- **Your goal**
The required output is the complete data, repeated without alteration.

--- Entries supplied ---

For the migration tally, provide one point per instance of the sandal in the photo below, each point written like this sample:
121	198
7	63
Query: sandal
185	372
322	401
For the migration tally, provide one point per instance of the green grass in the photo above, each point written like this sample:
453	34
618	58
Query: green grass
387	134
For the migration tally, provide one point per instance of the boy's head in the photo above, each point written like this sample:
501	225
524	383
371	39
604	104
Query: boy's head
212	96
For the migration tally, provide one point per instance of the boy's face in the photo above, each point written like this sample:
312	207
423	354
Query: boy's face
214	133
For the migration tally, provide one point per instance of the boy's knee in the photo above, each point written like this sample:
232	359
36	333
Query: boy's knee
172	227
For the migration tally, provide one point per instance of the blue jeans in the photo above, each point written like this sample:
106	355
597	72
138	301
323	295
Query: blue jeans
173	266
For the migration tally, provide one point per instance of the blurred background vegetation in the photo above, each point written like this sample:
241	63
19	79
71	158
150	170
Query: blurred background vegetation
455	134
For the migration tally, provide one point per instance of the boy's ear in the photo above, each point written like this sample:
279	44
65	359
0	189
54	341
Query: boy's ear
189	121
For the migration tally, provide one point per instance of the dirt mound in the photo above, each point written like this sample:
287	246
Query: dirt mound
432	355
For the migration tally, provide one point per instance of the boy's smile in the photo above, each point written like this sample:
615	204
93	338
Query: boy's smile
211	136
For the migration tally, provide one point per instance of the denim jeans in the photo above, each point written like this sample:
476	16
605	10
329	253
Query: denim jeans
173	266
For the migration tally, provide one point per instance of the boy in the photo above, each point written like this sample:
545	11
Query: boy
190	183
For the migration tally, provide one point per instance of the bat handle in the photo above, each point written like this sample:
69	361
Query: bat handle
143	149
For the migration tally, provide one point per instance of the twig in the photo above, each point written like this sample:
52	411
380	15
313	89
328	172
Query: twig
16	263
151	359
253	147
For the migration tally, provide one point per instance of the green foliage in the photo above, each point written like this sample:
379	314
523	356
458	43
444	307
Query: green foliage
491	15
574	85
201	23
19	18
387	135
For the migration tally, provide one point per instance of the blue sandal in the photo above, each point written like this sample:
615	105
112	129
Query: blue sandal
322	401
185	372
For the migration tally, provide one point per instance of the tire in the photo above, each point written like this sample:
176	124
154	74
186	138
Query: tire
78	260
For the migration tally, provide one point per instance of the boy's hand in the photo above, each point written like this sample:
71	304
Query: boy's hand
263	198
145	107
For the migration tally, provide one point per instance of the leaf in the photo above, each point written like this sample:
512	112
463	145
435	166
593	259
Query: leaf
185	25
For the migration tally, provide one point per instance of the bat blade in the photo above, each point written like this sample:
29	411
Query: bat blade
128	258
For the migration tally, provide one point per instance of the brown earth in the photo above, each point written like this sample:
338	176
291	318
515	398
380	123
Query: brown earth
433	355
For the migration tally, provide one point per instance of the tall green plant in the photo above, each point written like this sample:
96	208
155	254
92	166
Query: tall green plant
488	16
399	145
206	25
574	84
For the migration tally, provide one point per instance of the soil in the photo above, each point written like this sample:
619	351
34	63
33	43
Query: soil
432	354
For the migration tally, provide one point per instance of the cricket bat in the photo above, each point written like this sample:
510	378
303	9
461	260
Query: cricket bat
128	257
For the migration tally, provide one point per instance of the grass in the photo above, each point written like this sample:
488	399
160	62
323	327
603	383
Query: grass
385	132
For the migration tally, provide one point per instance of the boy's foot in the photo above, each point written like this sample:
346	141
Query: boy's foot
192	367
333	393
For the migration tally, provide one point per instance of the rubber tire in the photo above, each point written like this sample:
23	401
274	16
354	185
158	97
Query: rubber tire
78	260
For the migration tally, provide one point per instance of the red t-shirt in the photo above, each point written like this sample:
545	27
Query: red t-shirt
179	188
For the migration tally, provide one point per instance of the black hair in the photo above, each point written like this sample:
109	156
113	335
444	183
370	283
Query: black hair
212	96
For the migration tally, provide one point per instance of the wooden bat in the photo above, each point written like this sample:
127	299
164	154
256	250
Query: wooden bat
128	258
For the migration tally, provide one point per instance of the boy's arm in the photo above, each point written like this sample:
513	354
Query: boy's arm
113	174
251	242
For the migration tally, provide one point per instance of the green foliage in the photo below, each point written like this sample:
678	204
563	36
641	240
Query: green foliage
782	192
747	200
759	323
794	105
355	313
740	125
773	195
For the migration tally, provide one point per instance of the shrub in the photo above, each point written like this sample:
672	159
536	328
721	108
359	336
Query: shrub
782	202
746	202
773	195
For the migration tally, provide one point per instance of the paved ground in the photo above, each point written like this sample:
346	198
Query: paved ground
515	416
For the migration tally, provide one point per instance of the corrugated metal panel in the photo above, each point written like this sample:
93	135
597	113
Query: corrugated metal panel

---

- **Result of the exercise**
For the migration tally, provide one point per instance of the sandal in the photo below, each point written like this sample:
121	198
7	63
Query: sandal
185	372
322	401
For the migration tally, provide one point per instance of the green grass in the photo above, each point written like this sample:
453	34
618	58
Query: green grass
387	134
For the migration tally, provide one point per instance of the boy's head in the photo above, each point written like this sample:
501	225
524	383
371	39
604	104
Query: boy's head
212	96
For the migration tally, provide one point per instance of the boy's face in the photo above, each point written like this sample:
312	207
423	354
Query: boy's face
214	133
For the migration tally, provide one point per instance of the boy's knee in the photo above, each point written like this sample:
232	359
36	333
Query: boy's knee
172	227
For the migration tally, provide one point per instance of the blue jeans in the photo above, each point written like this sample:
106	355
597	72
138	301
323	295
Query: blue jeans
173	266
For the migration tally, provide one point per instance of the blurred background vegetation in the photo above, each point written like this sample:
241	63
19	79
71	158
150	170
Query: blurred background vegetation
455	134
For the migration tally, provide one point per instance of the boy's ear in the photo above, each point written like this sample:
279	44
65	359
0	189
54	341
Query: boy's ear
189	121
For the migration tally, provide one point per instance of the dirt mound in the photo above, each point written like this sample:
287	246
Query: dirt mound
432	355
For the migration tally, provide one point per instance of the boy's smile in the photo above, each point written like this sample:
615	204
93	338
Query: boy's smile
211	136
For the migration tally, provide one point per instance of the denim jeans in the photo above, each point written like this sample:
476	16
605	10
329	253
Query: denim jeans
173	266
For the migration tally, provide one point per instance of the boy in the photo above, each point written like this sample:
545	11
Query: boy
190	183
For the migration tally, provide one point per instance of the bat handle in the photo above, each point written like this sample:
69	361
Query: bat handle
143	149
For the migration tally, provide one point per instance of the twig in the photo above, each point written like this sample:
52	411
380	15
313	89
328	172
Query: twig
16	263
151	359
253	147
For the migration tally, provide one point per instance of the green foliage in the photo above, each point written like this sample:
379	314
523	356
458	43
444	307
Query: green foliage
491	15
574	85
201	23
19	18
387	135
For the migration tally, provide one point per instance of the blue sandal in the photo above, each point written like this sample:
615	105
112	129
Query: blue sandal
322	401
185	372
For the migration tally, provide one point per instance of the tire in the photo above, each point written like this sample:
176	124
154	74
186	138
Query: tire
78	260
For the migration tally, provide one point per instance of the boy's hand in the photo above, each point written like this sample:
71	304
Query: boy's hand
263	198
145	107
For the migration tally, provide one point per instance of the leaf in the photo above, each point written like this sample:
512	112
463	145
435	166
593	259
Query: leaf
185	25
For the migration tally, provide one point per instance of the bat blade in the photo above, each point written like this sample:
29	411
Query: bat blade
128	258
For the migration tally, provide one point per instance of the brown earth in the photo above, each point written like this sample:
338	176
291	318
515	398
380	123
Query: brown earth
433	355
For the migration tally, provide one point per instance of the tall green plant in the photo above, each point written like this sample:
96	208
155	254
92	166
Query: tall green plant
488	16
399	145
206	25
574	84
For the migration tally, provide one point per instance of the soil in the photo above, each point written like this sample:
619	351
34	63
33	43
Query: soil
432	354
For the migration tally, provide one point per instance of the cricket bat in the photo above, each point written like this sample:
510	378
303	9
461	260
Query: cricket bat
128	257
For the migration tally, provide one point per instance of the grass in the photo above, each point written like this sample:
488	399
160	62
323	327
603	383
Query: grass
385	132
For the migration tally, provide one point per instance of the boy's foot in the photo above, each point written like this sample:
346	141
Query: boy's foot
192	367
333	393
For the migration tally, provide one point per instance of the rubber tire in the photo above, each point written like this sample:
23	401
274	16
354	185
158	97
Query: rubber tire
78	260
For the migration tally, provide one point per instance of the red t-shirt in the photo above, each point written like this sample:
545	27
Query: red t-shirt
179	188
For the migration tally, provide one point per instance of the black hair in the photo above, each point written like this sample:
109	156
113	335
444	183
370	283
Query: black hair
212	96
For the migration tally, provide one point per instance of the wooden bat in the photo above, each point written like this sample:
127	299
164	154
256	250
Query: wooden bat
128	258
For the migration tally, provide one point per instance of the boy's arm in the photo above, each point written like this sample:
513	354
Query: boy's arm
113	174
251	242
For the migration tally, provide one point per instance of the green foliage in the photo below, each point written like this sample:
678	204
563	36
641	240
Query: green foliage
782	192
747	200
759	323
794	105
355	313
740	125
773	195
For the migration tally, provide one point per instance of the shrub in the photo above, each point written like this sample:
672	159
536	328
721	108
359	336
Query: shrub
782	202
746	202
773	195
For the migration tally, provide one point per instance of the paved ground in the photo above, each point written like this sample:
346	198
Query: paved ground
515	416
For the migration tally, provide one point per instance of the corrugated metal panel in the photo above, each point written like this sample:
93	135
597	113
Query: corrugated metal panel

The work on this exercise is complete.